***** Data to use

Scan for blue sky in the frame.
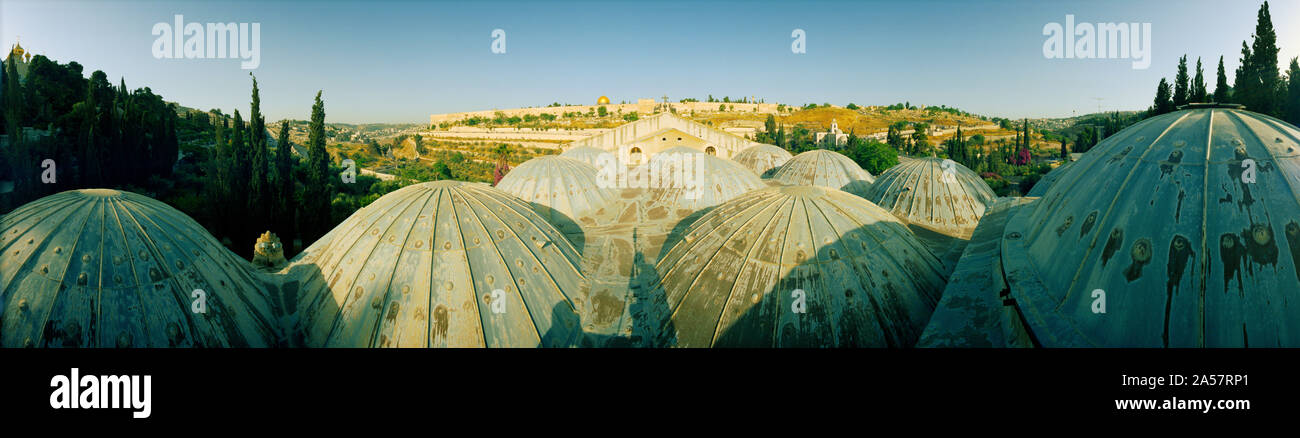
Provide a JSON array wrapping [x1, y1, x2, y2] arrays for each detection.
[[3, 0, 1298, 123]]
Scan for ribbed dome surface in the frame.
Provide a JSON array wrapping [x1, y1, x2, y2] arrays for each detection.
[[1004, 107, 1300, 347], [651, 185, 947, 347], [495, 156, 616, 223], [294, 181, 586, 347], [647, 148, 766, 213], [559, 145, 609, 168], [0, 189, 279, 347], [732, 144, 793, 177], [864, 157, 997, 236], [772, 149, 876, 193]]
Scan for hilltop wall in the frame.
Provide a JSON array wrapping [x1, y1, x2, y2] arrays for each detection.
[[430, 100, 778, 125]]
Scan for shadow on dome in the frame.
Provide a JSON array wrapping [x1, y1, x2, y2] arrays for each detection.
[[573, 228, 675, 347], [705, 221, 947, 347], [528, 202, 587, 255]]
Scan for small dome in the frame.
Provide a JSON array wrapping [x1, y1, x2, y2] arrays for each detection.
[[651, 185, 947, 347], [732, 144, 793, 177], [496, 156, 616, 226], [645, 148, 765, 214], [0, 189, 280, 347], [772, 149, 875, 196], [294, 181, 586, 347], [864, 157, 996, 237], [560, 145, 609, 168], [597, 96, 611, 105], [1004, 107, 1300, 346]]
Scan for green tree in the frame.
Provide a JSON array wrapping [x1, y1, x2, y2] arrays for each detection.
[[247, 75, 271, 240], [304, 91, 331, 241], [1214, 56, 1230, 102], [1249, 1, 1281, 116], [273, 120, 295, 251], [1173, 55, 1190, 107], [844, 136, 898, 175], [1190, 57, 1208, 103], [1151, 78, 1174, 116], [1286, 57, 1300, 125]]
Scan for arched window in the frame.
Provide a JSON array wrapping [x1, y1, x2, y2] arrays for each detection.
[[704, 146, 716, 156]]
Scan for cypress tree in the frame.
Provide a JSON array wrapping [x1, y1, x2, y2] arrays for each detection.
[[230, 109, 248, 242], [1250, 1, 1281, 116], [1234, 41, 1254, 107], [1214, 56, 1230, 102], [273, 120, 295, 250], [247, 75, 270, 237], [1173, 55, 1190, 107], [1286, 57, 1300, 126], [304, 91, 331, 241], [1152, 78, 1173, 115], [1190, 57, 1207, 103]]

**********

■ Exercise prompt
All that is needed is the exact run of lines from the start of the material above through the one containing "Scan for ribbed dome surface in the frame.", pictures left out.

■ Solved exercise
Scan for blue sky in the frame.
Provide a JSON array wrapping [x1, y1, x2, y2] arrays for each detection.
[[3, 0, 1298, 123]]
Scan for ribbed dome surface in the frame.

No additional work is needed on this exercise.